PROBLEM REQUIREMENTS:
Pull out every line below that contains the word "bald".

Stored data:
▬▬▬▬▬▬
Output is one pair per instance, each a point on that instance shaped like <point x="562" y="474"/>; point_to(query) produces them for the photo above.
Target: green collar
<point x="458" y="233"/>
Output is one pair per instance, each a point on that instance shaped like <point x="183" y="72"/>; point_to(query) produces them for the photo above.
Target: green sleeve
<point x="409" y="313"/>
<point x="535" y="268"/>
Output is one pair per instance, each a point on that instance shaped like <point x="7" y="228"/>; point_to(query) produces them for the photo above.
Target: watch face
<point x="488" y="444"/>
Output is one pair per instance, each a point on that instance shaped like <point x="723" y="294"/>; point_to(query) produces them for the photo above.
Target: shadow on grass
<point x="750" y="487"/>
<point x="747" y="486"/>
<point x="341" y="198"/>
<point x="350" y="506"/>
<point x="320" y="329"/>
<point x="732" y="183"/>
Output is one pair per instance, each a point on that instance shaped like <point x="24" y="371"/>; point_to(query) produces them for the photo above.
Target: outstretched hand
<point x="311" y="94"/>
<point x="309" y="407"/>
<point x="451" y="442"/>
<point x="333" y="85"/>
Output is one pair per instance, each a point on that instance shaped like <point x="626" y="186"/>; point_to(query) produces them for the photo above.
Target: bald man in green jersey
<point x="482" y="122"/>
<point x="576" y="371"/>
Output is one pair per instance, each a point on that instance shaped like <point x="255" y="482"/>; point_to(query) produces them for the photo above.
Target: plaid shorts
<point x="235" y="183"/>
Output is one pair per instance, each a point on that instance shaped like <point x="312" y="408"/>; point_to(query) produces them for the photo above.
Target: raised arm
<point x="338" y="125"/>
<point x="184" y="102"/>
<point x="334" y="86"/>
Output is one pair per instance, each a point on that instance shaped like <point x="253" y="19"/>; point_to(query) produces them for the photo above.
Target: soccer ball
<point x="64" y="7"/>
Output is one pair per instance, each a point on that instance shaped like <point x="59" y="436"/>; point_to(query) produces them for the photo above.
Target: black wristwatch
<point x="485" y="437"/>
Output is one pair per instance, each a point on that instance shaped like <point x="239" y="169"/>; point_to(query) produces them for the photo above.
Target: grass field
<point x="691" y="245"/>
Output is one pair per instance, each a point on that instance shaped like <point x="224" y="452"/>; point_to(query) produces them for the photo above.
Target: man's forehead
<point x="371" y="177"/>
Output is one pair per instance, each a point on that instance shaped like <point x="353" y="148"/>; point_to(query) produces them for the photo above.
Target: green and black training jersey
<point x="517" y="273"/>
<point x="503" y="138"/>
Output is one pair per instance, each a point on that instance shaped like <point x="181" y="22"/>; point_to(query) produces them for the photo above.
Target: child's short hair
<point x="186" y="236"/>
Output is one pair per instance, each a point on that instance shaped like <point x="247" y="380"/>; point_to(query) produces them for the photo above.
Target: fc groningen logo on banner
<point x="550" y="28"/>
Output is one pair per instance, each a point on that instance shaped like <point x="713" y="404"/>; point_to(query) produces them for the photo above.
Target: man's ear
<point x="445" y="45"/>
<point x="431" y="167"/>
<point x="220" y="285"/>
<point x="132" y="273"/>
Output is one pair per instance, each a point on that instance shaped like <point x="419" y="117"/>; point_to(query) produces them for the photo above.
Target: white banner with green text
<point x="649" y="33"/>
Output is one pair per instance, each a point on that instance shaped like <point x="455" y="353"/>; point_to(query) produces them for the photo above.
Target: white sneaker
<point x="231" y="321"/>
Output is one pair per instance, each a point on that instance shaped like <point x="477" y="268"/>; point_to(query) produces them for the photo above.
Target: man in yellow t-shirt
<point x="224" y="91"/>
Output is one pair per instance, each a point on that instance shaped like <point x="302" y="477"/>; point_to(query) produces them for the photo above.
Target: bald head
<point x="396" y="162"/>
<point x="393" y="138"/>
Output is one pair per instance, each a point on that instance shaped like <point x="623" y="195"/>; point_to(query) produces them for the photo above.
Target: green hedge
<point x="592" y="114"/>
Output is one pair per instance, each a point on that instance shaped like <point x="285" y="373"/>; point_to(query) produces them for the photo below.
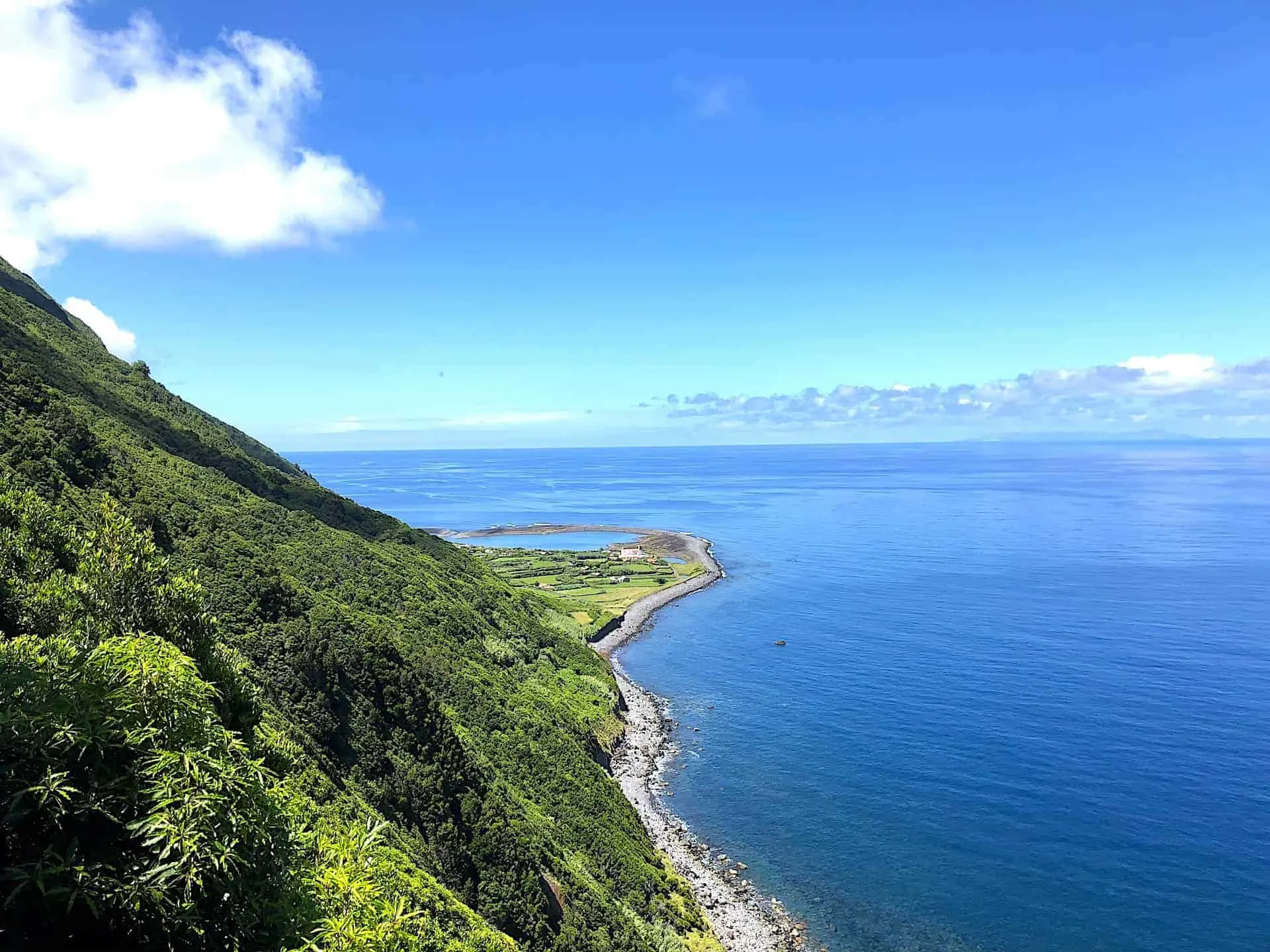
▬▬▬▬▬▬
THE OUTPUT:
Target: bald man in green jersey
Target: bald head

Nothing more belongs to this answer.